A word-for-word copy of the whole listing is the required answer.

# Input for this task
——————

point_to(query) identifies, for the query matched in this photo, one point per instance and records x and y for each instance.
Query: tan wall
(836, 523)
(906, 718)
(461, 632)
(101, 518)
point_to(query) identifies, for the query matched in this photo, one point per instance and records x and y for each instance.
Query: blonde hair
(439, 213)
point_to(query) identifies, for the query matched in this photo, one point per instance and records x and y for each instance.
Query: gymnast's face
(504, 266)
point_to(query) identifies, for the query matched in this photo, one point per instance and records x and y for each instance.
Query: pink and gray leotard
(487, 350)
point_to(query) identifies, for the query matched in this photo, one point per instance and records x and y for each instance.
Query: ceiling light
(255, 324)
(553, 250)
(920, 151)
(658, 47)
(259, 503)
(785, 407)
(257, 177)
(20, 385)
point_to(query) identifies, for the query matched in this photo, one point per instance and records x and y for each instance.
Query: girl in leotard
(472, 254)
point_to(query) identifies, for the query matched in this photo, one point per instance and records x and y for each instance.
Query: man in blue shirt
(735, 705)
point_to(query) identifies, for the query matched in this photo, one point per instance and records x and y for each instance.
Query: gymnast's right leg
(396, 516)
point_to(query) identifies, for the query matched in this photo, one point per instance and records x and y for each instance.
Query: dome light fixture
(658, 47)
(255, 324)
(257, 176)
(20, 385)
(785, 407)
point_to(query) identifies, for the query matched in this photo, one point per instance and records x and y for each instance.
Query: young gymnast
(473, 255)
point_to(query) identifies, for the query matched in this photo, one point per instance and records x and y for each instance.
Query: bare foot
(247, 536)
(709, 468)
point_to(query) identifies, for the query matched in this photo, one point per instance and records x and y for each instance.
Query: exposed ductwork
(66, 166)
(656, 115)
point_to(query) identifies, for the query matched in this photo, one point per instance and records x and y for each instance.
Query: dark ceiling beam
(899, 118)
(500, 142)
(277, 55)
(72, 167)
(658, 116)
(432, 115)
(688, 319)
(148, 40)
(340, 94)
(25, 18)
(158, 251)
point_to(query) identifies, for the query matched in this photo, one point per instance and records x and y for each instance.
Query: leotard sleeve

——————

# Response to the task
point_to(query) identifies, for the query matched in this photo, one point per instance and records x and y for each instance.
Query: tan wall
(836, 523)
(906, 718)
(461, 632)
(101, 518)
point_to(query) identifies, for the query matched in this photo, one point per instance and records x and y for each instance.
Query: blonde hair
(439, 213)
point_to(query) identifies, for the query matched in this photo, one point per instance and records x and y for each instance.
Query: gymnast's face
(504, 266)
point_to(query) identifies, for the query matched in this photo, one point per instance and records x and y for each instance.
Query: pink and gray leotard
(487, 350)
point_to(query) identifies, for the query matched in this photo, one point per instance and records x and y for each instance.
Query: ceiling light
(255, 324)
(553, 250)
(920, 151)
(658, 47)
(259, 503)
(785, 407)
(257, 177)
(20, 385)
point_to(query) identifies, for the query matched in this photo, one point per instance and records x and y for each instance.
Query: girl in leotard
(472, 254)
point_to(query) identifies, for the query matched in this photo, one point per instance and records x and y for each instance.
Query: man in blue shirt
(735, 705)
point_to(query) identifies, for the query matched in this photo, one point per instance and records x and y for each instance.
Query: gymnast's right leg
(396, 516)
point_to(query) identifies, for the query matched in this photo, one point per instance and records x and y for each instance.
Query: dome light fixture
(658, 47)
(255, 324)
(257, 176)
(20, 385)
(785, 407)
point_to(query) identifies, for the query matched in this photo, one point per instance and records x and y for each instance.
Query: young gymnast
(473, 255)
point_to(query) identifies, for the query matched in this photo, one point per instance and records x and y for each instance.
Query: bare foot
(247, 536)
(709, 468)
point_to(query) identifies, for the query matched in this photo, one point per instance and records x and y for each instance.
Query: exposed ductwork
(66, 166)
(656, 115)
point_to(query) identifies, for the query matched in this photo, one point per instance and records x and y for each instance.
Query: dark ceiling beam
(899, 118)
(500, 142)
(277, 55)
(72, 167)
(658, 116)
(432, 115)
(688, 319)
(148, 40)
(340, 94)
(25, 18)
(158, 251)
point_to(query) identifies, for the query matched in this photo, one point per instance and records x and y for each instance.
Query: leotard sleeve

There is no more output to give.